It was about 10:00 pm and 3 guys pulled up and we talked for a bit and they went fishing..The trio of mother nature rapist caught 5 flatties 40,36,25,18,and 14# flatties..I thought it was weird that every time they caught one the headed up the hill..I walked over to talk and see what they were up to and they took all 5 fish from the river and put them into a very small holding tank..I asked what they needed all the fish for and the guys said they were staking his pond and told me he has been staking all summer..HMMM i asked how big the pond was and he said 1 acre and i warned him about over stalking such a small pond with big flatties..I looked at the holding tank and said the 36 lber looks in bad shape and he should release it before it died and he refused..Ok i was getting pretty mad the they noticed it..One of the guys said buy we have a long way home..I asked where home was and they said Brown county---geeez what brings you out here and he said flatties..I told him every fish will die before they see Brown county and they did not care one bit.I now not one of those fish made it to Brown county and if they did why put a 40lber in a small pond?.

I hate things like this--Keep your eyes open for the Brown county pillagers!!

I'm not looking for an arguement with this post about taking fish from a beautiful river and transplanting them to a skum filled pond...I just had to vent..

I have a few pictures i will post later...


Insane------out


----------



## smalliehunter (Apr 12, 2004)

I am willing to bet those fish were headed for a pay lake somewhere...... I would not think anyone would want to stock thier 1 acre pond with that many flatties (not to mention the size) unless they were making a profit off of it.......... Thats too bad man........ hate to hear and see that kind of stuff!!!!!


----------



## flathunter (Apr 5, 2004)

Dude I have seen that happen many times the last couple years..That is why we need limits on flatheads before they are all gone.

What you should do: Summarize the fishing forum thread in two sentences. You won't need the rows that follow the text.

Image entries on named regions:
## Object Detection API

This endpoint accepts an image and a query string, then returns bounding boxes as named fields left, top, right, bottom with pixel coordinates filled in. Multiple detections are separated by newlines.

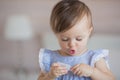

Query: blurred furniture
left=0, top=15, right=38, bottom=80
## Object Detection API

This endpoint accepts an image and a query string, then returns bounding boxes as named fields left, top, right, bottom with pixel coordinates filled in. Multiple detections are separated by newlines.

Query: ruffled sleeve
left=39, top=49, right=50, bottom=73
left=91, top=49, right=110, bottom=68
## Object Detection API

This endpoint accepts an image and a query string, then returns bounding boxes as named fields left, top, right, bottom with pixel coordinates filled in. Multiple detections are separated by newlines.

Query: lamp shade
left=4, top=15, right=33, bottom=40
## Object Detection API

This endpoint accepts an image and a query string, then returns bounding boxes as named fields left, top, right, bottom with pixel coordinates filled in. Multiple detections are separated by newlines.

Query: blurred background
left=0, top=0, right=120, bottom=80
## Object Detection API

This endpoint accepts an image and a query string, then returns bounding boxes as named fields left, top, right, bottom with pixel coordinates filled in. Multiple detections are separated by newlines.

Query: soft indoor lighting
left=4, top=15, right=33, bottom=40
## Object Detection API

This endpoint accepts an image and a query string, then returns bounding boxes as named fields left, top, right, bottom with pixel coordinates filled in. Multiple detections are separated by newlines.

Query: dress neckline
left=55, top=50, right=90, bottom=58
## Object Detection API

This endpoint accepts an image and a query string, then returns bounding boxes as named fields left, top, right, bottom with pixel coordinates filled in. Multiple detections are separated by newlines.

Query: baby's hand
left=49, top=63, right=68, bottom=78
left=57, top=62, right=71, bottom=71
left=71, top=64, right=93, bottom=77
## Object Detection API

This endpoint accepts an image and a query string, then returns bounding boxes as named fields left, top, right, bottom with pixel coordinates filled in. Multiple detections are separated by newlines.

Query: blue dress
left=39, top=49, right=109, bottom=80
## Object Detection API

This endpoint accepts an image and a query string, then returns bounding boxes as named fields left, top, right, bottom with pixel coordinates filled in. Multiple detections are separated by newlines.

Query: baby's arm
left=38, top=63, right=67, bottom=80
left=71, top=58, right=115, bottom=80
left=91, top=58, right=115, bottom=80
left=38, top=72, right=54, bottom=80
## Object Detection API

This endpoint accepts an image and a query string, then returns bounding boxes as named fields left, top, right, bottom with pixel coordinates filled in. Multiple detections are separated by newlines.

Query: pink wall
left=0, top=0, right=120, bottom=74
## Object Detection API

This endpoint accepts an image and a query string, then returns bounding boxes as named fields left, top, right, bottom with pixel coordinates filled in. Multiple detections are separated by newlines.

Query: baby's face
left=56, top=16, right=92, bottom=56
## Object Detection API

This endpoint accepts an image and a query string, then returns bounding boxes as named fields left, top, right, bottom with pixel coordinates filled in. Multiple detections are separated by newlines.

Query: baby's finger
left=70, top=64, right=80, bottom=71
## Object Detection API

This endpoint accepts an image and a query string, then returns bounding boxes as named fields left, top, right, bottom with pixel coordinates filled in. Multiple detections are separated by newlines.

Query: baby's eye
left=62, top=38, right=69, bottom=41
left=76, top=38, right=82, bottom=41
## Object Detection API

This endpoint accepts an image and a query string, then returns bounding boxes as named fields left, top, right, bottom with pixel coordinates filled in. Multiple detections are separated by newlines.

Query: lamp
left=4, top=15, right=34, bottom=67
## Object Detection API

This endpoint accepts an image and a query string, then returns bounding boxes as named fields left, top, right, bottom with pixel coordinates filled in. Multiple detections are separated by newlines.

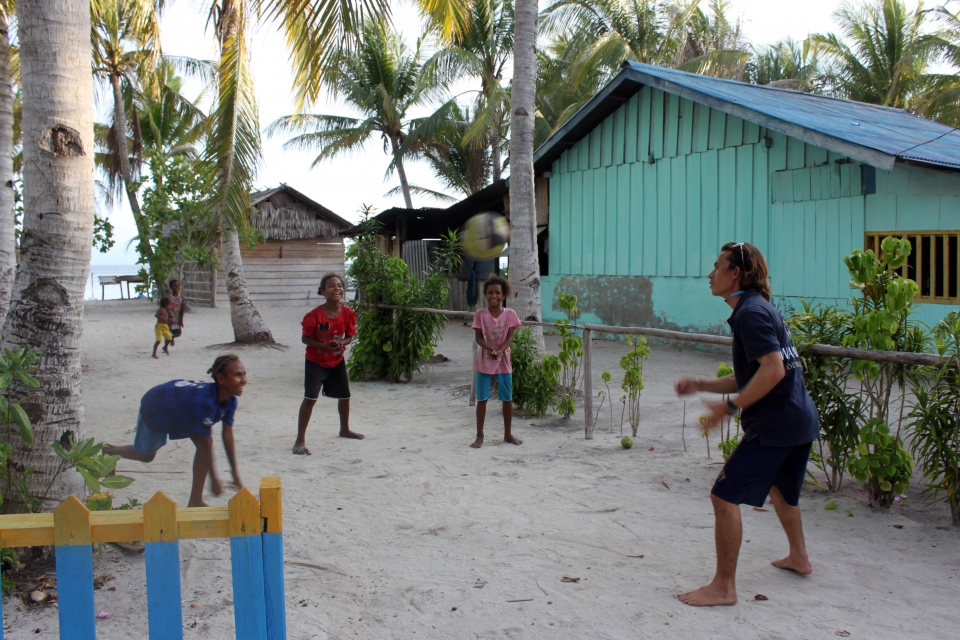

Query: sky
left=91, top=0, right=915, bottom=265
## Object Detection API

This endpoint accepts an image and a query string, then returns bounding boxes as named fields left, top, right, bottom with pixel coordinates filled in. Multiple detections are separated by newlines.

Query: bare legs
left=770, top=487, right=813, bottom=576
left=680, top=487, right=813, bottom=607
left=470, top=400, right=523, bottom=449
left=103, top=436, right=223, bottom=507
left=293, top=398, right=363, bottom=456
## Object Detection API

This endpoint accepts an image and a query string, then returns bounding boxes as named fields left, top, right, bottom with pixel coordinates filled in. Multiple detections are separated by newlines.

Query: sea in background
left=83, top=264, right=140, bottom=300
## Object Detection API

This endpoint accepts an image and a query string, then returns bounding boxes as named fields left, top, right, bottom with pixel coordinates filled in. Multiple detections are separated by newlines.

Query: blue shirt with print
left=140, top=380, right=238, bottom=440
left=727, top=289, right=820, bottom=447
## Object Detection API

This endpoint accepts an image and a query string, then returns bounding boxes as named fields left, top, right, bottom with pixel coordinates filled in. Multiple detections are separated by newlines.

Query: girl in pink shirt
left=470, top=276, right=523, bottom=449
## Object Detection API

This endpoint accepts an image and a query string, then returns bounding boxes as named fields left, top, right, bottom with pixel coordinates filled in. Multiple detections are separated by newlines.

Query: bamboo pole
left=583, top=329, right=593, bottom=440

Result of this task: A poster describes three men from Brown County who caught five flatheads from a river, put them in a very small holding tank to stock a one-acre pond, and refused to release a 36-pounder the poster thought was in bad shape. One reply bets the fish were headed for a pay lake, and another says limits on flatheads are needed before they are all gone.